» PROBLEMS TO WORK ON:
1. In the Vietnam Idol season 2 text, transcribe the part that begins at the words "Vietnam Idol, season" and stops after the words "joining Siu Black.".
2. Answer these questions about the Vietnam Idol season 2 text, one answer per line, marked the same way:
(a) Who won the competition?
(b) Who replaced Nguyên Vũ as host?
(c) On what dates were the Hà Nội auditions held?
3. Write the next part of the Vietnam Idol season 2 text, picking up after its last sentence.

» SELECTED PASSAGE:
=-=-=

Vietnam Idol, season 2 was the second season of Vietnam Idol. This season was co-produced by Đông Tây Promotion, and Ho Chi Minh City Television. It aired on 3 September 2008 on HTV7 Channel with one episode per week, later raised to 2 episodes following the semi-finals.

Trần Quốc Thiên from Thống Nhất, Đồng Nai Province was crowned as the winner of the competition. He received $10,000 cash, a recording contract with Music Faces and multiple commercial contracts.

Process
Following the success of the show, it was confirmed by producers that it would have Vietnam Idol air for a second season, but authorities subsequently postponed the contest until August.

The new season featured a different structure, with new host Sỹ Luân replacing Nguyên Vũ. The panel of judges was also changed, with new judges Hồ Hoài Anh and Trần Mạnh Tuấn joining Siu Black.

Audition Round
 Cần Thơ: 23 – 24 July 2008
 Hà Nội: 29 – 31 July 2008
 Đà Nẵng: 5 – 8 August 2008
 Hồ Chí Minh City: 14 – 16 August 2008

During the auditions, contestants were invited to perform the whole or part of a song to the producers, who decide whether they will perform to the judges. Unlike other Idol contests, the contestants are not notified immediately whether they will advance to the theater round by the judges, but must wait for the producers to contact them after the auditions. Unsuccessful contestants were not contacted.

=-=-=

» DATA PROVIDED:
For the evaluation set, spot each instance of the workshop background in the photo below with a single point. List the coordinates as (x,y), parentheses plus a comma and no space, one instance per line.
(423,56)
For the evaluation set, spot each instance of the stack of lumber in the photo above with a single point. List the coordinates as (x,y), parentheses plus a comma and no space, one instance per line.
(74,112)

=-=-=

» ANSWERS GIVEN:
1.
Vietnam Idol, season 2 was the second season of Vietnam Idol. This season was co-produced by Đông Tây Promotion, and Ho Chi Minh City Television. It aired on 3 September 2008 on HTV7 Channel with one episode per week, later raised to 2 episodes following the semi-finals.

Trần Quốc Thiên from Thống Nhất, Đồng Nai Province was crowned as the winner of the competition. He received $10,000 cash, a recording contract with Music Faces and multiple commercial contracts.

Process
Following the success of the show, it was confirmed by producers that it would have Vietnam Idol air for a second season, but authorities subsequently postponed the contest until August.

The new season featured a different structure, with new host Sỹ Luân replacing Nguyên Vũ. The panel of judges was also changed, with new judges Hồ Hoài Anh and Trần Mạnh Tuấn joining Siu Black.

2.
(a) Trần Quốc Thiên
(b) Sỹ Luân
(c) 29–31 July 2008

3.
Theater Round
The Theater Round involved the 94 contestants, who were invited to participate in Ho Chi Minh City in late August 2008. During this round, contestants were required to perform songs chosen by the producers of the contest.

Studio Round

From the 94 contestants, the Top 20 were chosen and placed into two groups according to gender. During a number of weeks, the two groups performed on alternating weeks, with viewers' votes ultimately deciding the Top 10.

List of the Top 20 below.

Top 10 contestants have been highlighted

Performance
Over the course of 8 weeks, the Top 10 contestants performed live. Each week the contestant with the least viewers' votes were eliminated from the contest. For the finals, "Vẫn hoài ước mơ" written by Đức Vượng was used as the exit song. The list below shows only the songs and the performances of the finalists.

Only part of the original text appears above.